Data shown -
<<<<

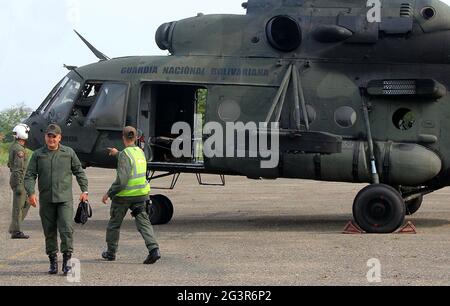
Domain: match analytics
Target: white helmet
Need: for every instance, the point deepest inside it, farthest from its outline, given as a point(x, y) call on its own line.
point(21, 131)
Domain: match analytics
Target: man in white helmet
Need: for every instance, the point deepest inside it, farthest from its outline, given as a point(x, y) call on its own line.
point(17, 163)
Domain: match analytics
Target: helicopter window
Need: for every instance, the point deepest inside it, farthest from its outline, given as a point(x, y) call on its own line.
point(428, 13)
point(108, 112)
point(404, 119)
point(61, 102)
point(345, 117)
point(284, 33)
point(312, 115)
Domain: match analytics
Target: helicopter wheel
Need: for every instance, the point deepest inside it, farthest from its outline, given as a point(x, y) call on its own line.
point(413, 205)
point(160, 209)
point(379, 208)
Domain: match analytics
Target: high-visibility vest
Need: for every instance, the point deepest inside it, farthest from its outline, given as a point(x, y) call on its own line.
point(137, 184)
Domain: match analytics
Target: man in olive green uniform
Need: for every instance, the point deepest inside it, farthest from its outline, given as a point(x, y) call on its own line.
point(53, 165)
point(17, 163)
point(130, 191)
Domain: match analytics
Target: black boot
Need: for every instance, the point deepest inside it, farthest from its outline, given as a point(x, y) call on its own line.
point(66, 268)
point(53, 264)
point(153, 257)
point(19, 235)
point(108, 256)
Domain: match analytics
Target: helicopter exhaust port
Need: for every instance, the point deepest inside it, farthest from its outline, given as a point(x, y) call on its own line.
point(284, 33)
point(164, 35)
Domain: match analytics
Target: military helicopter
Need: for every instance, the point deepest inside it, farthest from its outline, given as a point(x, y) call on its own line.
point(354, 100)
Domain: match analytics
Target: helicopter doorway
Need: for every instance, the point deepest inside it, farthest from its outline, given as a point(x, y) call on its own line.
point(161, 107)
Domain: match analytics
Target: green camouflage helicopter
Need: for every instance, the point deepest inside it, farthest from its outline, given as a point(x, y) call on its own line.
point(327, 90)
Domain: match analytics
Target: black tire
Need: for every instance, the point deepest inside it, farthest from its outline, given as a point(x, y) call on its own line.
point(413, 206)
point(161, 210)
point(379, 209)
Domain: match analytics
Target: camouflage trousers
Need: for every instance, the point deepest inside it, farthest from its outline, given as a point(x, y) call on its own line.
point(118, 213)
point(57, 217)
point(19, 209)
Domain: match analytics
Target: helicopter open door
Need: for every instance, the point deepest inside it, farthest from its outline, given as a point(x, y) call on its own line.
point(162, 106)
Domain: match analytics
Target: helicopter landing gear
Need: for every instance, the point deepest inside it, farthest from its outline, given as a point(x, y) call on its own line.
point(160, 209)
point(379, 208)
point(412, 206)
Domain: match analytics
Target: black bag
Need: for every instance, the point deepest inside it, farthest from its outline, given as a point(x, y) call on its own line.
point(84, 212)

>>>>

Each line from the start of the entries above through the line with "Target: black boot" should be duplicated exactly, leaving out the pictures.

Solved exercise -
Domain: match analytics
Target: white helmet
Need: for every instance, the point deepest inside it, farthest from its outline, given as a point(x, y) call on its own line.
point(21, 131)
Domain: match analytics
Target: man in white helmet
Need: for every instance, the point deepest inside it, farthest from its outline, given as a point(x, y) call on its own line.
point(17, 163)
Domain: match analytics
Target: helicopter window
Need: for every instance, the point deepest inside it, farthest from its outline, given as a point(x, y) call on its own line.
point(428, 13)
point(108, 112)
point(404, 119)
point(61, 102)
point(345, 117)
point(284, 33)
point(312, 115)
Domain: match analytics
Target: helicopter wheel
Need: for every instance, the point deepest inside it, farthest from its outline, given as a point(x, y) call on its own line.
point(413, 205)
point(160, 209)
point(379, 208)
Domain: match analytics
Target: high-visibility vest
Need: for every instance, the point deepest inside it, farthest from its outline, given as a point(x, y) call on its own line.
point(137, 184)
Domain: match analytics
Target: man in olive green uniform
Need: for every instance, the point deepest inside it, farthest from its outline, given as a point(x, y) call on its own line.
point(53, 165)
point(17, 163)
point(130, 191)
Domain: match analytics
Target: black boot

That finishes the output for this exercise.